*** Opening Exercise input ***
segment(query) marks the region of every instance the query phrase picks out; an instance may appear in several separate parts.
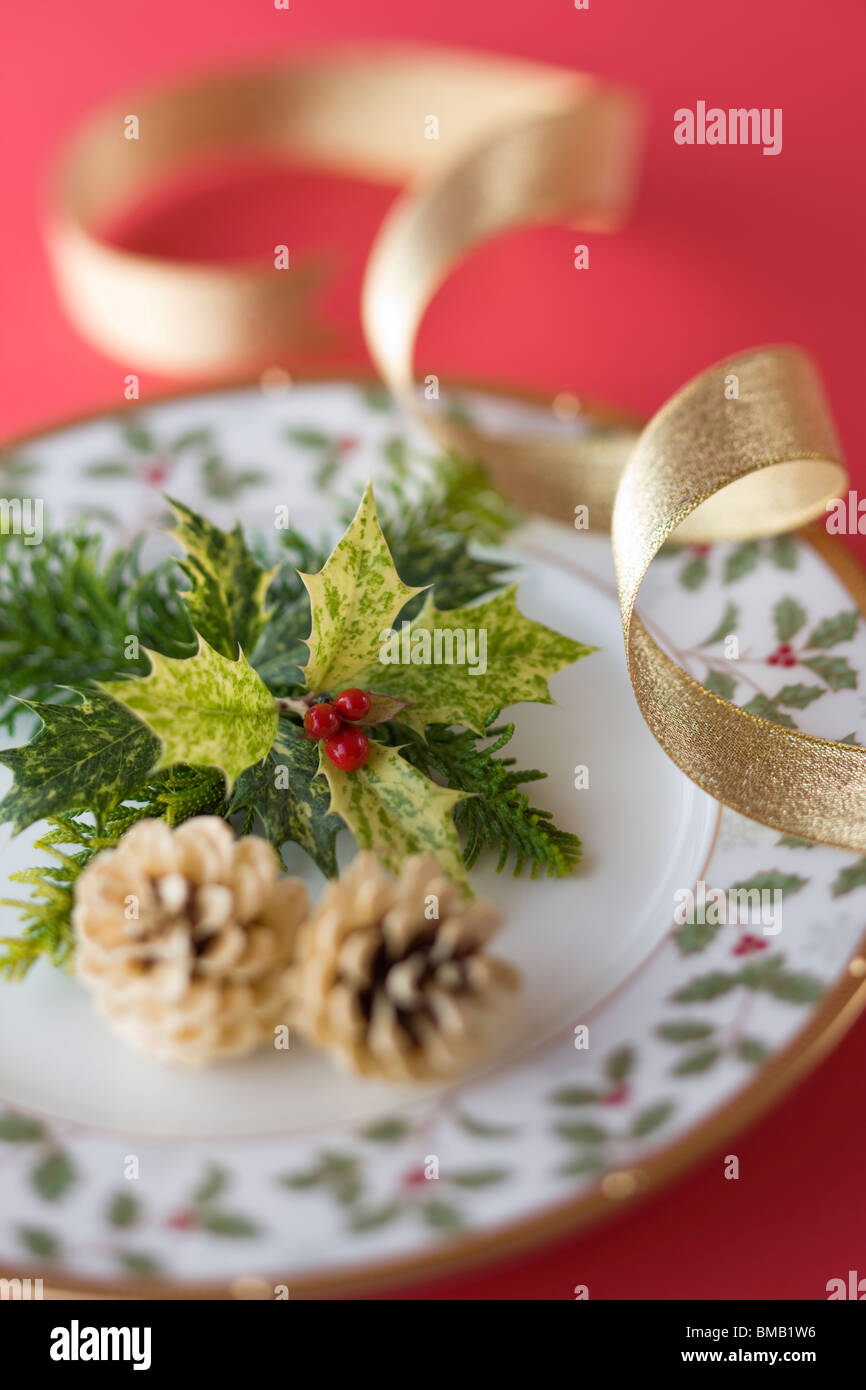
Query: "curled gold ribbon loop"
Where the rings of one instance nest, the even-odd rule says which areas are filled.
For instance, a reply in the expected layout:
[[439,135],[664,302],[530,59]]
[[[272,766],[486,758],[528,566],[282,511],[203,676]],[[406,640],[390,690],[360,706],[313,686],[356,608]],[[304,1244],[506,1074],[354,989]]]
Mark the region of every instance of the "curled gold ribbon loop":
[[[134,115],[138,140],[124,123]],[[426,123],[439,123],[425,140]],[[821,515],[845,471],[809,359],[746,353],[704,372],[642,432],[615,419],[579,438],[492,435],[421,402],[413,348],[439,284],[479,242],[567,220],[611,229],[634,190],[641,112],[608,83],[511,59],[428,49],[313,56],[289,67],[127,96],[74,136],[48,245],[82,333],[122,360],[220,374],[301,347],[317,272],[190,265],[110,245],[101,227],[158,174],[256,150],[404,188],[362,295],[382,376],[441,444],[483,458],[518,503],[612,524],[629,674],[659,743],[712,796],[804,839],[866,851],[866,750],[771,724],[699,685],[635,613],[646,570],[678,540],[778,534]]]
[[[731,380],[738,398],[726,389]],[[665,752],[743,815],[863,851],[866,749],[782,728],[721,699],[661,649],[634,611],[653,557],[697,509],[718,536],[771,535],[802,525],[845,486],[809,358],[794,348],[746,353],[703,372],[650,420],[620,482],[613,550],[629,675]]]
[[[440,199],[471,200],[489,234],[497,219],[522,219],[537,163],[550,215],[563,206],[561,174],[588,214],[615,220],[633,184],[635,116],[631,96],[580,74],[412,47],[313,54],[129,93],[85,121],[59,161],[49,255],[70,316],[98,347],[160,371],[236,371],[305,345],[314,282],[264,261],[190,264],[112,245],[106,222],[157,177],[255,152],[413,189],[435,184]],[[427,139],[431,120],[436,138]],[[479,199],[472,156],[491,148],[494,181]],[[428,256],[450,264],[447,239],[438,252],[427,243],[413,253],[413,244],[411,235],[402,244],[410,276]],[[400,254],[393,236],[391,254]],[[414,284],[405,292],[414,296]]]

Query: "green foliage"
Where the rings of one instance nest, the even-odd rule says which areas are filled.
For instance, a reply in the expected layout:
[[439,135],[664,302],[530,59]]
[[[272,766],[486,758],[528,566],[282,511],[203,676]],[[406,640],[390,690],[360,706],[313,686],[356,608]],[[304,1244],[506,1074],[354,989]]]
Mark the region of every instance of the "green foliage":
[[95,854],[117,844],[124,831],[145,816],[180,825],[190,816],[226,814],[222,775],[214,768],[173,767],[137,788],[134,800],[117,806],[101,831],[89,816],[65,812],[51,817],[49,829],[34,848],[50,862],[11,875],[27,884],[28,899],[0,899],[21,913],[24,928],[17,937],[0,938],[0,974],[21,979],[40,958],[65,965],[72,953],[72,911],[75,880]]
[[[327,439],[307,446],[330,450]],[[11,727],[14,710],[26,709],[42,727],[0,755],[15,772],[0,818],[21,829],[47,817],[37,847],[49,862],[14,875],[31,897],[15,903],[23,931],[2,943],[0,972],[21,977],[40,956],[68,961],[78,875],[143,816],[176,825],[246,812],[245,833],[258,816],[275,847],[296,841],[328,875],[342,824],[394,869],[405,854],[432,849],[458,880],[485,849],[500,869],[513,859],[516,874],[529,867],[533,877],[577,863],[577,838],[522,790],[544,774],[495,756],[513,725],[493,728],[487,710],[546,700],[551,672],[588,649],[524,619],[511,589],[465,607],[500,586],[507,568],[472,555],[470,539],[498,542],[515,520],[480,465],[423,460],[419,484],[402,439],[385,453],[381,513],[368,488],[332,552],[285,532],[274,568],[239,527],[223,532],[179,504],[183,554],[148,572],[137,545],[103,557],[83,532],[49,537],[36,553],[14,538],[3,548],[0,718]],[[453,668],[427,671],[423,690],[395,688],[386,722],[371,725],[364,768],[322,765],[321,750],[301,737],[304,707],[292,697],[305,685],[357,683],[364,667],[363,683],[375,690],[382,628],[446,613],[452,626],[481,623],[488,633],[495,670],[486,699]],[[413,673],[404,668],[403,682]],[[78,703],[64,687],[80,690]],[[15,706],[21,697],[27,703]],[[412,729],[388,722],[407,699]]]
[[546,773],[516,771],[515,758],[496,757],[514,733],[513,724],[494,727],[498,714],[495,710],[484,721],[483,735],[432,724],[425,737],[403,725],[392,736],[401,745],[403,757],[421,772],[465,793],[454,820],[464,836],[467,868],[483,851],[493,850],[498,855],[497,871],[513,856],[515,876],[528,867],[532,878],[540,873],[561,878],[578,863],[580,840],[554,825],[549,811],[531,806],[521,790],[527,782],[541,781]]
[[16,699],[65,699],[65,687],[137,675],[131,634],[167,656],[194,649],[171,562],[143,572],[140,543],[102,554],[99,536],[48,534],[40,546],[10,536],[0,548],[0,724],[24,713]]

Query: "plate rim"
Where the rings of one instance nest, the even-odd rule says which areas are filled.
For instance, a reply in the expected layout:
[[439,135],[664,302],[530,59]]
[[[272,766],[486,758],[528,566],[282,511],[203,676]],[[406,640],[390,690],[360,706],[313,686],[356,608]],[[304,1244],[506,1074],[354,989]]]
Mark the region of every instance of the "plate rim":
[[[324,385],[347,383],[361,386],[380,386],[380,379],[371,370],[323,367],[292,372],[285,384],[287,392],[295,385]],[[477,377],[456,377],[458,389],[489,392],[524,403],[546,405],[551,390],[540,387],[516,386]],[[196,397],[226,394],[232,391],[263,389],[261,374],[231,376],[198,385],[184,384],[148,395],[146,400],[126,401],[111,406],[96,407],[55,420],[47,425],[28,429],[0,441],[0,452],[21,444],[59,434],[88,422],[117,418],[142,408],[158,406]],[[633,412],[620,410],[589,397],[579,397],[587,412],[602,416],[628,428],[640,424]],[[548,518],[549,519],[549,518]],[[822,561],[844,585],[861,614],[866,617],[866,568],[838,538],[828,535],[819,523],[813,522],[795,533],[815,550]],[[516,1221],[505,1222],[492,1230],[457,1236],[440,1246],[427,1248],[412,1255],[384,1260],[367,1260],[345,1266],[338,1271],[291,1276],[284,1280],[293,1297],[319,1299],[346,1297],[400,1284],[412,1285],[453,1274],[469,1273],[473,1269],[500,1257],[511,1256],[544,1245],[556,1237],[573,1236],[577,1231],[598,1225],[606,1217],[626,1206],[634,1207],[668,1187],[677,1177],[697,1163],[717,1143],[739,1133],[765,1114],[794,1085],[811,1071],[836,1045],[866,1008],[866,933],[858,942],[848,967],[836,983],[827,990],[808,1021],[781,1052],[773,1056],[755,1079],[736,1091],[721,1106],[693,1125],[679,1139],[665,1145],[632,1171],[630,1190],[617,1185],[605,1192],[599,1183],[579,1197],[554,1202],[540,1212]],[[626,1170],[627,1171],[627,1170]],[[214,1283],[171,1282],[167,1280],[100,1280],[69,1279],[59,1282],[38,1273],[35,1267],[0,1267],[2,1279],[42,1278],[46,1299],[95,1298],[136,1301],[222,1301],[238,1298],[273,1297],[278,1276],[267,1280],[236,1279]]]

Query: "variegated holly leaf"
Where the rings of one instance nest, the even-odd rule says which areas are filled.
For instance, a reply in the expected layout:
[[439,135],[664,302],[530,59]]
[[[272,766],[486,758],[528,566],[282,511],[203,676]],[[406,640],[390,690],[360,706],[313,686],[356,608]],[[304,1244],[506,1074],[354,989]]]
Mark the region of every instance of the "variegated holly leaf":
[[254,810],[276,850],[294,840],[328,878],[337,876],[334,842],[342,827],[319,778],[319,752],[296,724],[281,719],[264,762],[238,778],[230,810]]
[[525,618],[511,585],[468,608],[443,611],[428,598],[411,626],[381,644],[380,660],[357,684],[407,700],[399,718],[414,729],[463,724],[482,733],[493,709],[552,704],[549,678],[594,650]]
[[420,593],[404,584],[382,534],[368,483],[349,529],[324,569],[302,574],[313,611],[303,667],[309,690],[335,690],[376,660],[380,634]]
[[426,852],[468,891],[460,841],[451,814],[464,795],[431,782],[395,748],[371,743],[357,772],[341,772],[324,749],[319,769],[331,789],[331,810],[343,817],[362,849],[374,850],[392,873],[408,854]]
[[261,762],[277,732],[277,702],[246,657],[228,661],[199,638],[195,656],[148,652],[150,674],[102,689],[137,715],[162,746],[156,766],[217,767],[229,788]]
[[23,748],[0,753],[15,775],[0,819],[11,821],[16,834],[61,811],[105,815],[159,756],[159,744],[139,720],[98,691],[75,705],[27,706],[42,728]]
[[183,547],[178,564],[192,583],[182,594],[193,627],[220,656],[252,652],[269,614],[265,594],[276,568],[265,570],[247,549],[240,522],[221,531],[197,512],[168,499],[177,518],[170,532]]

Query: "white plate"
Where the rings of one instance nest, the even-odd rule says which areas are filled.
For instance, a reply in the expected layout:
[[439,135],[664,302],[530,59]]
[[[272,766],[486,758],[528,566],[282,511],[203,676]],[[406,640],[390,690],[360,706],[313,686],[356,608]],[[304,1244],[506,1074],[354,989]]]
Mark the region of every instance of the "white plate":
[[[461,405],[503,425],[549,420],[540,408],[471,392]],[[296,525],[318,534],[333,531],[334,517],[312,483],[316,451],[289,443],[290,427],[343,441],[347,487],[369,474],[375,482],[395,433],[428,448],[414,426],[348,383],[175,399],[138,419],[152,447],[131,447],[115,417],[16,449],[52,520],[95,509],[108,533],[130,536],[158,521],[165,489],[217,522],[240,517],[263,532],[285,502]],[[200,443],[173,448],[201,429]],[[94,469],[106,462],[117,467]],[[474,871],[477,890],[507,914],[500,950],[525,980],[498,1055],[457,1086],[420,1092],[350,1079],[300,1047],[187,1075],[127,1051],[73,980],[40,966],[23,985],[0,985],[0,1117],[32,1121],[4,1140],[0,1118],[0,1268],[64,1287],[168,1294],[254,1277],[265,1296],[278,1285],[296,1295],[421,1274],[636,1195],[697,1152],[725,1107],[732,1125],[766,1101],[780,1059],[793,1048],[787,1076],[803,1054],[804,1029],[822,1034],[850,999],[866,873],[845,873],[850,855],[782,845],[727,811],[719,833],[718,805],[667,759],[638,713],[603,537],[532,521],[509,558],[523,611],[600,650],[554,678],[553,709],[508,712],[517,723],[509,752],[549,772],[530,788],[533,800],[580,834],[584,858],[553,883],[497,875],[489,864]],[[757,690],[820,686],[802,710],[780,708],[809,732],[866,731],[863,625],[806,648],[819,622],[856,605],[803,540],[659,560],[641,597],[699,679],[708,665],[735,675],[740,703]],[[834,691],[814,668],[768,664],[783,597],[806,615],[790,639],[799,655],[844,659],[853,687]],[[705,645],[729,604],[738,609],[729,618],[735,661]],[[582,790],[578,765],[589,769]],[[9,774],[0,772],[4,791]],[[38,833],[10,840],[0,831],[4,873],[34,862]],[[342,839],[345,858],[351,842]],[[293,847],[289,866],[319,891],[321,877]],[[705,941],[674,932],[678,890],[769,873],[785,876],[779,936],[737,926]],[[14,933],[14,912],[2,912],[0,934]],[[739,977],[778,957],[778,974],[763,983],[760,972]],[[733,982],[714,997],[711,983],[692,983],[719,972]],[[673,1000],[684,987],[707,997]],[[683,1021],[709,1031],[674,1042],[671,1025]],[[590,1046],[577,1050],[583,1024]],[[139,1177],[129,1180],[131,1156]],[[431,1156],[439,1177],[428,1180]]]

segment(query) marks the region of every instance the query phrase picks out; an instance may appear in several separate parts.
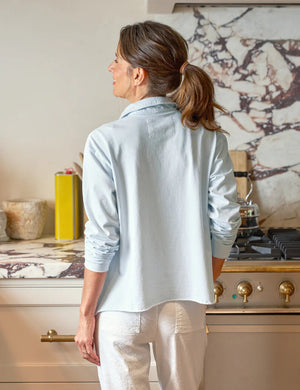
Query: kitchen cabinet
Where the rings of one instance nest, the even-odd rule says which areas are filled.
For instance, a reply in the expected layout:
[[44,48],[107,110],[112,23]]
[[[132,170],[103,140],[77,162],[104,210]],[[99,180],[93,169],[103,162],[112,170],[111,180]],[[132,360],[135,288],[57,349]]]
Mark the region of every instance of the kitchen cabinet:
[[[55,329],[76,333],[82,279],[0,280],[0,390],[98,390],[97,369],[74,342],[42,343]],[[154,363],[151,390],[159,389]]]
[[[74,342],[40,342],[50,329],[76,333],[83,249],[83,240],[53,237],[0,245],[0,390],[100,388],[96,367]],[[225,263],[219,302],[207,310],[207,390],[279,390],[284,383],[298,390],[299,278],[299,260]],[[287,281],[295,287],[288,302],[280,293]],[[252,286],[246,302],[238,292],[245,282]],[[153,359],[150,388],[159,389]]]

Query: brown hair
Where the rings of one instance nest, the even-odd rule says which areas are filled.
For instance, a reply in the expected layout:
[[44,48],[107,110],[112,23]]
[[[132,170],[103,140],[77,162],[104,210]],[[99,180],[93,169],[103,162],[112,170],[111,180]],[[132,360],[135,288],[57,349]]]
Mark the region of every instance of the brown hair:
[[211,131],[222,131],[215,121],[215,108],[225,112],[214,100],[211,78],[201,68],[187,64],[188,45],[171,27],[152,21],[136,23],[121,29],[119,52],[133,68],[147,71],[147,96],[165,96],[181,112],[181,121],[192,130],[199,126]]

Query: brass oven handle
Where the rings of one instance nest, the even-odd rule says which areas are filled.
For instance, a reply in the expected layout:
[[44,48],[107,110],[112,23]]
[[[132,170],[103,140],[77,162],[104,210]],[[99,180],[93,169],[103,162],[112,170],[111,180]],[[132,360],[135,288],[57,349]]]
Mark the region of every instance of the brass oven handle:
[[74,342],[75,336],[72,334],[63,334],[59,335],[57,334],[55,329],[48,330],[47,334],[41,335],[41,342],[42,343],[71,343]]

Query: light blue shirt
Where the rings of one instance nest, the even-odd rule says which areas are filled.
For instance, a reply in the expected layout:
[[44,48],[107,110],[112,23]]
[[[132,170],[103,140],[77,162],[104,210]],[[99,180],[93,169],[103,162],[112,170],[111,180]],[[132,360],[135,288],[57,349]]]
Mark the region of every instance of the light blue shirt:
*** Closing Exercise input ***
Action item: Search the listing for the word "blue", and copy every line in which it is found.

Response box:
Query: light blue shirt
Mark the region of every instance of the light blue shirt:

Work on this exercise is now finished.